» **Task instructions**
Print the lines below exactly as they are, starting at the line containing "Return one point per instance of the desert" and continuing through the last of the lines, with both ends included.

☆ ☆ ☆

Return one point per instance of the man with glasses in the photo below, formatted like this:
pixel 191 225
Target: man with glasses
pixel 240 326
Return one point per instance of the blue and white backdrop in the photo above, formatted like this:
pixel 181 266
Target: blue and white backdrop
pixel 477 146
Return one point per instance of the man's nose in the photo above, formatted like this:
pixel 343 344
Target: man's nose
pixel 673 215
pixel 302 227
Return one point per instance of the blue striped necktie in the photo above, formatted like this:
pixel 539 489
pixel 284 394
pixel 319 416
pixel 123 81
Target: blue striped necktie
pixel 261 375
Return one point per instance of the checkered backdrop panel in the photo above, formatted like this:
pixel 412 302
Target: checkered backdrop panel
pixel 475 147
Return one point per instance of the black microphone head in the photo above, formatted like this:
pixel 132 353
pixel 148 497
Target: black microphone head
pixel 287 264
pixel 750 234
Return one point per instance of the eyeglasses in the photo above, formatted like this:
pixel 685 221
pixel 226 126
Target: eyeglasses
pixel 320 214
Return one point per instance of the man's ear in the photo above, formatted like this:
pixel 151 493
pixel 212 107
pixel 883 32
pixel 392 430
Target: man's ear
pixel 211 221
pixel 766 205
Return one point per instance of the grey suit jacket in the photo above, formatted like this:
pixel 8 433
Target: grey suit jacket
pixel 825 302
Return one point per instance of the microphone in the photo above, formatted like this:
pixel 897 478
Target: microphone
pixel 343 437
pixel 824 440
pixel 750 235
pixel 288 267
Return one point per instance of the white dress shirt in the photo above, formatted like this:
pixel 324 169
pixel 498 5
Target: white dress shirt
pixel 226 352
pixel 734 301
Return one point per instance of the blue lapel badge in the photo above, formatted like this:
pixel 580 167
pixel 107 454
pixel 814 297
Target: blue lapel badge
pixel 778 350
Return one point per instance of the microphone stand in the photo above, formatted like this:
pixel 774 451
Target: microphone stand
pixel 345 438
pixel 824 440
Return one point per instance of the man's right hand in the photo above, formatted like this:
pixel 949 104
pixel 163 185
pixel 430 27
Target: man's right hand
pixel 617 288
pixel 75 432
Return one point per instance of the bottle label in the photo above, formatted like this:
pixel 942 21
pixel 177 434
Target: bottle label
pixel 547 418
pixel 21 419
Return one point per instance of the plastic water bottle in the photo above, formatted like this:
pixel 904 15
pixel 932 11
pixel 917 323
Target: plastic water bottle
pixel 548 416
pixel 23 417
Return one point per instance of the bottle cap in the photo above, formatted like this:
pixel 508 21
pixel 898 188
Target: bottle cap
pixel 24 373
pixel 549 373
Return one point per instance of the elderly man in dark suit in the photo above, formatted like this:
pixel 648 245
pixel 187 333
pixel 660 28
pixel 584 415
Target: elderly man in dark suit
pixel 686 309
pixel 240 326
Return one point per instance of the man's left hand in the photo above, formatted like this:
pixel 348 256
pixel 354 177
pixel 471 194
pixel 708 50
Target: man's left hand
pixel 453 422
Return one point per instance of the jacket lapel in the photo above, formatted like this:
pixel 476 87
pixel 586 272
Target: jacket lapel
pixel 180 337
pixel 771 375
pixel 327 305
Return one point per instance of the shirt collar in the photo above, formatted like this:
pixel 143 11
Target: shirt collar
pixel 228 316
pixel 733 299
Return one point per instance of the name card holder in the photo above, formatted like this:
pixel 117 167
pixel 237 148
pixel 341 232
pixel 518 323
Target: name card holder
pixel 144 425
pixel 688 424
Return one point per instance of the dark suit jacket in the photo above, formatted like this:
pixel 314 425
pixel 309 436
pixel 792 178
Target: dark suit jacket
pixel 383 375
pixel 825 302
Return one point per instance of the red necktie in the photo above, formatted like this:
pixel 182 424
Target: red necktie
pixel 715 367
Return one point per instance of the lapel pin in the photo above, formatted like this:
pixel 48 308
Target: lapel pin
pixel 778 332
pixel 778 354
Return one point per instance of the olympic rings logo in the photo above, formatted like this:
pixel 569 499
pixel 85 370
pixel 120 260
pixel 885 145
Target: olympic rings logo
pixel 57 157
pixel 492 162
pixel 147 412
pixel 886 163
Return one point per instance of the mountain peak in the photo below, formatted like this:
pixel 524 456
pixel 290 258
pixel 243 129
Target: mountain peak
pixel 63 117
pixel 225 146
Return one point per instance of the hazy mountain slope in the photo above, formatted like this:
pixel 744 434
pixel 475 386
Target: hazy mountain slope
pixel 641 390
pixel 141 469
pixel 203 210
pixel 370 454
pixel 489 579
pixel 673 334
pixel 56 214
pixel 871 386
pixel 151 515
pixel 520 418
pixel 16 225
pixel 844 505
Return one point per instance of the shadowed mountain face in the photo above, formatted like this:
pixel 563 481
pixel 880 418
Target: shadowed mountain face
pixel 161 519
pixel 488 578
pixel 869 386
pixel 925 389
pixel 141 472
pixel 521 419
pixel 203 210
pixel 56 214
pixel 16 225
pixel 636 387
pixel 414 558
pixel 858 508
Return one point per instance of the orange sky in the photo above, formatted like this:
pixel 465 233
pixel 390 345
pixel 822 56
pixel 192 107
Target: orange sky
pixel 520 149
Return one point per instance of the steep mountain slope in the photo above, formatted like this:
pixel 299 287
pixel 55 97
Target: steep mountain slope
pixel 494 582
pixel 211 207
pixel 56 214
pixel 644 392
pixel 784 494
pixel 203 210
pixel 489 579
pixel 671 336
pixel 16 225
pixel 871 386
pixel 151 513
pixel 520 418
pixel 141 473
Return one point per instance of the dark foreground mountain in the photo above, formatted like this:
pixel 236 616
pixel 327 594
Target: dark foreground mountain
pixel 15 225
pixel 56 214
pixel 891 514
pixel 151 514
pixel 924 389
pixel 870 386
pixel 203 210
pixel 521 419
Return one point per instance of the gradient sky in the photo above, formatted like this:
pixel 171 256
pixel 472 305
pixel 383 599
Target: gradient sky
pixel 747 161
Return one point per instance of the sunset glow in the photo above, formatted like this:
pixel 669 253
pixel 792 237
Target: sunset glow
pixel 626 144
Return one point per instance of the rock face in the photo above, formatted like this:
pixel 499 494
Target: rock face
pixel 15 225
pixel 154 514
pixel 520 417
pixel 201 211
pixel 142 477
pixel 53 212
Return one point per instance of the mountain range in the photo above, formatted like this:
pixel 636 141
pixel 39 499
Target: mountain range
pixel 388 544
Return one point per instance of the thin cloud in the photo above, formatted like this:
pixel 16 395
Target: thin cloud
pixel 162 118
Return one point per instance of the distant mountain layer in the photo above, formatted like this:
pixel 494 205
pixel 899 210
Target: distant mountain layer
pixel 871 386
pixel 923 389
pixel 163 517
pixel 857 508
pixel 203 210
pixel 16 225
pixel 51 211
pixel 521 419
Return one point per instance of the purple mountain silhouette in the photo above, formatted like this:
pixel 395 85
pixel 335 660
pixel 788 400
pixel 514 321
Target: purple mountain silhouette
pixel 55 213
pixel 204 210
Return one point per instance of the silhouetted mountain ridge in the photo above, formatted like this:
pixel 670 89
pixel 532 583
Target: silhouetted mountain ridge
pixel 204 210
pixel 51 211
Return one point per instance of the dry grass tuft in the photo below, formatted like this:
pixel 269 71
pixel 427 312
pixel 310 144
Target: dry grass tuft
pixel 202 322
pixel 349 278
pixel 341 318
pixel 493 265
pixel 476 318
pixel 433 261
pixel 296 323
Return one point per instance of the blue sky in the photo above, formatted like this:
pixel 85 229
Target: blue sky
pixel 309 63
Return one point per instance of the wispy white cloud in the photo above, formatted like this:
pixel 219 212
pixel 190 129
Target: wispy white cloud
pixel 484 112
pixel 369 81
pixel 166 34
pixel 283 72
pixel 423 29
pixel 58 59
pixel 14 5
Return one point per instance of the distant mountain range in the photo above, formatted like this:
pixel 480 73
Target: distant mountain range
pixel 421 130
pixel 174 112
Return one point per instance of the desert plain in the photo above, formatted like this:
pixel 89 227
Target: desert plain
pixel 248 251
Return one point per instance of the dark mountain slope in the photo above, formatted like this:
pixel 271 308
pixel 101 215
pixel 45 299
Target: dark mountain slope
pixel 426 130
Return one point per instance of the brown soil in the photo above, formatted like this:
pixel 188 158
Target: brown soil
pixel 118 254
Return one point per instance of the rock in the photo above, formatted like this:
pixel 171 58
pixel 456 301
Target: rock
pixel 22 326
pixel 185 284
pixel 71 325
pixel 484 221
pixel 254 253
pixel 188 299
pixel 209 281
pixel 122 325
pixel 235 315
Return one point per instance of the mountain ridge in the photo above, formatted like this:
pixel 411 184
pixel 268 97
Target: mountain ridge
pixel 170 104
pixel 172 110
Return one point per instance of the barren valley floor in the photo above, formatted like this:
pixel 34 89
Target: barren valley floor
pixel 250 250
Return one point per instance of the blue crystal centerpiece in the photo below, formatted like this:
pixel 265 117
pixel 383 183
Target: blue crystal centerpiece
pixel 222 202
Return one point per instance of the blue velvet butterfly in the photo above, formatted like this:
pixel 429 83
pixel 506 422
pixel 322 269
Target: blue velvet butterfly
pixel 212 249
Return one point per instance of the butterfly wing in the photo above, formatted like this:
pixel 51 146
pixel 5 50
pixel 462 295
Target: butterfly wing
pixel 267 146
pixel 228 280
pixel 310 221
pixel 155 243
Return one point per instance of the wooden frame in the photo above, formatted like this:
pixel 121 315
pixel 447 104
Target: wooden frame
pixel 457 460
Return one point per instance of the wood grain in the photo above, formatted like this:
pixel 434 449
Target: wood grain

☆ ☆ ☆

» **Output for this task**
Return one point per instance of the desert plain in the photo above, formatted like this:
pixel 89 227
Target: desert plain
pixel 248 251
Return one point per instance of the dark mountain slope in the photo above, formatted like this:
pixel 271 308
pixel 101 215
pixel 45 299
Target: dark mountain slope
pixel 426 130
Return one point per instance of the brown soil in the photo above, formatted like this:
pixel 188 158
Target: brown soil
pixel 118 254
Return one point per instance of the rock in the photo above, formatted like this:
pixel 171 58
pixel 456 301
Target: rock
pixel 22 326
pixel 185 284
pixel 71 325
pixel 484 221
pixel 254 253
pixel 188 299
pixel 209 281
pixel 122 325
pixel 235 315
Return one point per instance of the mountain ridge in the photo above, formatted like this:
pixel 411 184
pixel 268 97
Target: mountain ridge
pixel 170 104
pixel 172 110
Return one point per instance of the barren valley floor in the photo above, formatted like this:
pixel 34 89
Target: barren valley floor
pixel 250 250
Return one point per instance of the blue crystal centerpiece in the photo below, formatted like this:
pixel 265 117
pixel 383 183
Target: blue crystal centerpiece
pixel 222 202
Return one point per instance of the blue velvet butterfly in the photo above, formatted like this:
pixel 429 83
pixel 506 422
pixel 322 269
Target: blue velvet butterfly
pixel 212 249
Return one point per instance of the butterfly wing in the photo above, formatted like this:
pixel 51 146
pixel 5 50
pixel 462 295
Target: butterfly wing
pixel 267 146
pixel 228 280
pixel 310 221
pixel 155 243
Return one point per instance of the wooden frame in the photo above, formatted like this:
pixel 121 315
pixel 447 104
Target: wooden frame
pixel 457 460
Return one point per instance of the wood grain in the photo above, formatted like this:
pixel 434 449
Target: wood grain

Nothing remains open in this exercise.